All Is One: Cliché or the Only Thing That’s Actually True?
Why everything from trauma therapy to quantum physics keeps pointing to unity.
Separation is useful, but not ultimate.
Diversity is real, but not division.
The Many arise from the One, and the One expresses itself as the Many.
The phrase “All is One” can sound simplistic or mystical at first glance. But when we look through various lenses—biology, psychology, physics, spirituality, poetry, ecology, even mathematics—a remarkable pattern emerges: again and again, the deepest truths point toward interconnectedness, coherence, and unity. Let’s take a closer look.
Biology
Biology teaches us that all life is intimately connected through the great tree of evolution. Every living organism on Earth shares a common ancestor. Our DNA is 98.8% identical to that of chimpanzees, and even bacteria and humans share essential strands of genetic code. The cycle of life (breathing oxygen exhaled by trees, eating food nourished by soil) makes us part of one vast biological web. The same carbon atoms cycle through plants, animals, oceans, and stars. We are not isolated beings, but differentiated expressions of the same living tapestry. Life isn’t separate species but one single organism with many faces.
Psychology
Psychologically, the boundaries between self and other are far more porous than we imagine. Mirror neurons fire when we see another in pain or joy, suggesting that empathy is not just a learned behaviour, it’s embedded in our nervous system. Carl Jung spoke of the collective unconscious, a shared psychic field underlying personal experience. In trauma therapy and group dynamics, the emerging field of interpersonal neurobiology shows that our minds are co-regulating; your calm can soothe my panic, your presence can anchor my disorientation. We are psychologically entangled. What touches you, touches me.
Physics
Modern physics throws a wrench into any firm belief in separateness. Quantum entanglement reveals that particles, once connected, can influence each other instantly across vast distances, as though space itself is an illusion. Time and space lose their solidity at the quantum level. The universe began as a single point of infinite density, the Big Bang, which means everything, from the farthest galaxy to the cells in your hand, is made of the same original stuff. As physicist David Bohm proposed, what we perceive as distinct parts are actually enfolded aspects of a deeper, undivided whole.
Spirituality
Spiritual traditions across cultures have long pointed to the illusion of separation. In Advaita Vedanta and other nondual paths, the self and the world are not-two (a-dvaita). The drop of water realises it was never apart from the ocean. Mystics do not believe in unity, they experience it. In this view, distinctions between knower, known, and knowing dissolve. What remains is pure presence: consciousness not confined to any one body or identity. “All is One” is not dogma; it is recognition.
Poetry
Poetry does not argue for oneness, it reveals it, through metaphor, rhythm, and resonance. Walt Whitman once wrote:
“Every atom belonging to me as good belongs to you.”
Poets notice the sacred embedded in the ordinary. A falling leaf carries the story of its tree, the tree carries the soil, the soil carries the stars. A single kiss may carry the ache of generations. A poem sees that each part contains the Whole. Language fails the intellect here, but the heart knows what it means.

Tasks to perform:
1 - Please say whether each statement below agrees with the essay on unity, answering yes or no and quoting the words of the essay that decide it. (a) Human DNA is 98.8% identical to chimpanzee DNA. (b) Carl Jung proposed that distinct parts are enfolded aspects of an undivided whole. (c) Mystics believe in unity rather than experience it.
2 - According to the essay on unity, why is everything, "from the farthest galaxy to the cells in your hand," made of the same original stuff? Answer in one to three sentences.
3 - Which poet does the essay on unity quote, and what is the quoted line?

Provided material:
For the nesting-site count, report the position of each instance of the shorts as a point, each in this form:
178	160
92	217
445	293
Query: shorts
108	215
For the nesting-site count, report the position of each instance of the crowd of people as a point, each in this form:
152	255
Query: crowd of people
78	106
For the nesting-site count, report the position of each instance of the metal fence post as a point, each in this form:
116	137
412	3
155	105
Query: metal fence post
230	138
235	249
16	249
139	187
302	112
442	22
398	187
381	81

---

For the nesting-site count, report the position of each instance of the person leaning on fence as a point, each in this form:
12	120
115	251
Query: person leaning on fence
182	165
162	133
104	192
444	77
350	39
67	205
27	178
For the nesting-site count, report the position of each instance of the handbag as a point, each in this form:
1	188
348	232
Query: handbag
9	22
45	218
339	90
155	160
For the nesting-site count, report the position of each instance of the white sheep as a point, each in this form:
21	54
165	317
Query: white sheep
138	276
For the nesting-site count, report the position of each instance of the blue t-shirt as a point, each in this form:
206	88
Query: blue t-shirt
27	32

Responses to the tasks:
1 -
(a) Yes: "Our DNA is 98.8% identical to that of chimpanzees"
(b) No: "As physicist David Bohm proposed, what we perceive as distinct parts are actually enfolded aspects of a deeper, undivided whole."
(c) No: "Mystics do not believe in unity, they experience it."

2 - The universe began as a single point of infinite density, the Big Bang. Because of that common origin, everything is made of the same original stuff.

3 - It quotes Walt Whitman: "Every atom belonging to me as good belongs to you."